* _GIVEN TASK_
Please show every line of the entries below that contains the word "Query", copying each one in full.

* _RECORDS_
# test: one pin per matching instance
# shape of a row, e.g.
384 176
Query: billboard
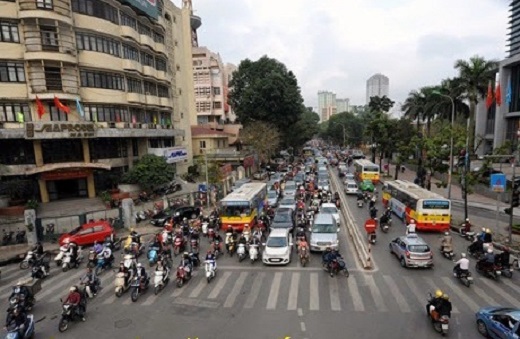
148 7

* * *

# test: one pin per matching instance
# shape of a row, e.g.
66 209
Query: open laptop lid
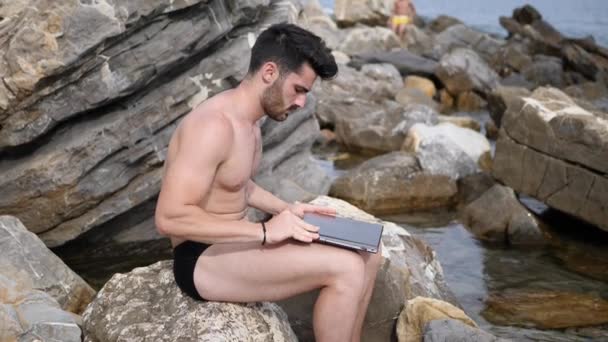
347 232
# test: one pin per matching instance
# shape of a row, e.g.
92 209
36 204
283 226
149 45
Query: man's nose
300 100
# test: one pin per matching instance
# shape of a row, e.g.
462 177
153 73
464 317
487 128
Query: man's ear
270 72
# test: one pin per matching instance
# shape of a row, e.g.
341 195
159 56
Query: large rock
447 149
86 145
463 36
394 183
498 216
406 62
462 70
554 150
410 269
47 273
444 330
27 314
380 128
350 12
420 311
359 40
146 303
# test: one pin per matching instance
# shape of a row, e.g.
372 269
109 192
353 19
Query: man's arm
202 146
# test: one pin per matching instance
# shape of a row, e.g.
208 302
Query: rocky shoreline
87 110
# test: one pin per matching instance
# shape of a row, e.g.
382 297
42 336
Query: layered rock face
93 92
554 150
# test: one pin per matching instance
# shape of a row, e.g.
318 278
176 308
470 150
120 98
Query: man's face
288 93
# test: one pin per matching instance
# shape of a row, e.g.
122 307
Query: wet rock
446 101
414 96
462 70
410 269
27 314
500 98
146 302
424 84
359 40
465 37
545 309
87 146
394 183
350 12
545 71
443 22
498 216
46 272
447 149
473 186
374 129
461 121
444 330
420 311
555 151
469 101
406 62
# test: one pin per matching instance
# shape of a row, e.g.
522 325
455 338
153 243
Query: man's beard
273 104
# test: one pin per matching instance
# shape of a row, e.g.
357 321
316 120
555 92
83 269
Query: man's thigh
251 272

* _THE COMPLETED TASK_
Query: billboard
Query: open laptop lid
Query: man's nose
Query: man's ear
Query: large rock
Query: man's arm
Query: rocky shoreline
Query: layered rock face
Query: man's face
Query: wet rock
Query: man's beard
Query: man's thigh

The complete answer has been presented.